_Task directions_
Output the passage from the report on proposed tattoo ink restrictions exactly as it appears, beginning at the words that have "Public consultation for" and stopping after "the restriction proposal.".
** Opening Source document block **
In a recent report, the European Chemicals Agency (ECHA) proposed restrictions on substances in tattoo and permanent makeup inks in response to potential skin complications.
The report was submitted with several other European regulatory bodies, including the Norwegian Environment Agency, Istituto Superiore di Sanita, the Danish Environmental Protection Agency, the German Federal Institute for Risk Assessment and the Federal Institute for Occupational Health and Safety.
Intentional tattoos using permanent ink are the subject of the proposed restriction, including:
- Decorative tattoos—drawings, designs or inscriptions created using modern tattoo inks and electric machines, which make up the majority of today’s tattoos;
- Traditional tattoos—those with more culturally significant purpose than decorative tattoos (such as rite-of-passage tribal tattoos) and created with materials other than those used for decorative tattoos; and
- Medical tattoos—those employed as a diagnostic method or therapeutic modality.
While the majority of the ECHA’s cited health complications involve skin issues, the report also noted internal issues that may arise if a pigment migrates from a tattoo site.
If the restrictions are passed, tattoo ink manufacturers, importers and distributers would be obligated to ensure that non-compliant inks are not placed on the EU market. Additionally, tattoo and permanent makeup artists would need extra vigilance concerning the inks they use. The ECHA expects the proposed restrictions to be practical, monitorable and cost-effective throughout the supply chain.
Public consultation for the restriction is set to run from Dec. 20, 2017–June 20, 2018. Early comments submitted by Feb. 16, 2018, are welcomed by the ECHA to assist in the first discussion of the restriction proposal.
** Closing Source document block **
** Opening Excerpted data block **
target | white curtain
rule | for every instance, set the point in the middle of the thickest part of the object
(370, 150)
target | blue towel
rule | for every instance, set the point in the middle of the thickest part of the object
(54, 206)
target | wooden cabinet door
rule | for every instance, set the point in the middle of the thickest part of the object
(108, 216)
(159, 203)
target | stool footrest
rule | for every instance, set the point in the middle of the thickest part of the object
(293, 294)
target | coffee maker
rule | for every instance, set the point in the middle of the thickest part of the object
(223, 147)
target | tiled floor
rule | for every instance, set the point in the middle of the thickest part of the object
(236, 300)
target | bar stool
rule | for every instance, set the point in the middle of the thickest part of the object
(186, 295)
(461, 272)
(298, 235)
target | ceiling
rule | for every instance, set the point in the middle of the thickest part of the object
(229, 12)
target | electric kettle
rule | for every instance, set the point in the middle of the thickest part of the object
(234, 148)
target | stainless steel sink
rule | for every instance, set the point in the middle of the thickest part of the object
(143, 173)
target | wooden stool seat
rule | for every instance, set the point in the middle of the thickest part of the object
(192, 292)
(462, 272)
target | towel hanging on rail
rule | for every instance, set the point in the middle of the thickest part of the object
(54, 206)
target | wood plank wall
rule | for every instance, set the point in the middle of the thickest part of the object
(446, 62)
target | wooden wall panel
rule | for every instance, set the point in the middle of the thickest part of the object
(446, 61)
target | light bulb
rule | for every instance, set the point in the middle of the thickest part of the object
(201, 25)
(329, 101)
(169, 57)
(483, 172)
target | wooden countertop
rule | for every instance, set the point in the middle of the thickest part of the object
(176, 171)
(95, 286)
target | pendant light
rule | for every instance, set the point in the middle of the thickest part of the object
** Closing Excerpted data block **
** Opening Excerpted data block **
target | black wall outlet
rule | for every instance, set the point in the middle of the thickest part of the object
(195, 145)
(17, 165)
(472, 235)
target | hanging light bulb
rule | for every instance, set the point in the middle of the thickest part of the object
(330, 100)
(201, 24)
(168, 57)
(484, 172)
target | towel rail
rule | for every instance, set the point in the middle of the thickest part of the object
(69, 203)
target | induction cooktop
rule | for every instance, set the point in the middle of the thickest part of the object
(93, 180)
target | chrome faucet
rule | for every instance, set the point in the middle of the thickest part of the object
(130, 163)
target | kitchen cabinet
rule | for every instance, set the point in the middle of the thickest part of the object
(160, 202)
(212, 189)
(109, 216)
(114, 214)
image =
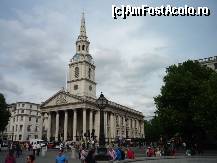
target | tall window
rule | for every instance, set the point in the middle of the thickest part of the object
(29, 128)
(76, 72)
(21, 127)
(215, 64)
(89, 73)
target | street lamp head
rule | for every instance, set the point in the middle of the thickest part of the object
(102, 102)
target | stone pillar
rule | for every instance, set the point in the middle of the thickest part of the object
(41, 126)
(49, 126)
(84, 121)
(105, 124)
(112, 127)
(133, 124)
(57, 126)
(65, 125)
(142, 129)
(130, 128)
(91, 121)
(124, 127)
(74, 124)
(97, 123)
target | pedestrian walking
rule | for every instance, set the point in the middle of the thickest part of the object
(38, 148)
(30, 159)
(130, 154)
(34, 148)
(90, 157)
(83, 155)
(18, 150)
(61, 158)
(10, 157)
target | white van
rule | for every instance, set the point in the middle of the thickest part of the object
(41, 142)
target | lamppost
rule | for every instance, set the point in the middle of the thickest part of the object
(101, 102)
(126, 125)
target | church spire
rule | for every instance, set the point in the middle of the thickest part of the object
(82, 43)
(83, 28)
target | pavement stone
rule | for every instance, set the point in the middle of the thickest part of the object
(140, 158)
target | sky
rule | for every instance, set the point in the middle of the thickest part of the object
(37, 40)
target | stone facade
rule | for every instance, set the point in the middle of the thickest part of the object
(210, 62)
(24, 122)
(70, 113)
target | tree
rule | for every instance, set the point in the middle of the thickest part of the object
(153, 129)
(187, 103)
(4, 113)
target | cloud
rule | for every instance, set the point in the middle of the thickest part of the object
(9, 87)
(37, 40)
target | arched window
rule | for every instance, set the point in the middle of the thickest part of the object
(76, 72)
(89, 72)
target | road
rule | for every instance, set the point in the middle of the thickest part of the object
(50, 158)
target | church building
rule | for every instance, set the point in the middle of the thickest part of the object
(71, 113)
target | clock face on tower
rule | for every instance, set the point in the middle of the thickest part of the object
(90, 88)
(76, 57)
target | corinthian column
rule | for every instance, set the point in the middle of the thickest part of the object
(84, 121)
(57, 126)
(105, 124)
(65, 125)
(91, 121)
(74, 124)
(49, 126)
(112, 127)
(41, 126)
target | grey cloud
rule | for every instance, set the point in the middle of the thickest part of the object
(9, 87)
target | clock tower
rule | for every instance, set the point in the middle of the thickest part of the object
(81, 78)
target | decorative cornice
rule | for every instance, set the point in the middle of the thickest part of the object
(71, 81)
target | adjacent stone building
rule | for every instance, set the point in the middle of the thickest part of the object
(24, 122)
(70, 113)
** Closing Excerpted data block **
** Opening Excerpted data block **
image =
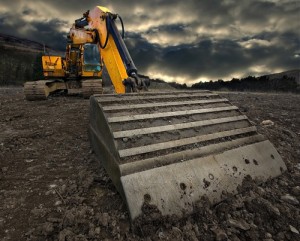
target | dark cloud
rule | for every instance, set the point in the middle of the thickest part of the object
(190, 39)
** Closing Excerpted data block **
_Expected answer_
Public consultation for the restriction is set to run from Dec. 20, 2017–June 20, 2018. Early comments submitted by Feb. 16, 2018, are welcomed by the ECHA to assist in the first discussion of the restriction proposal.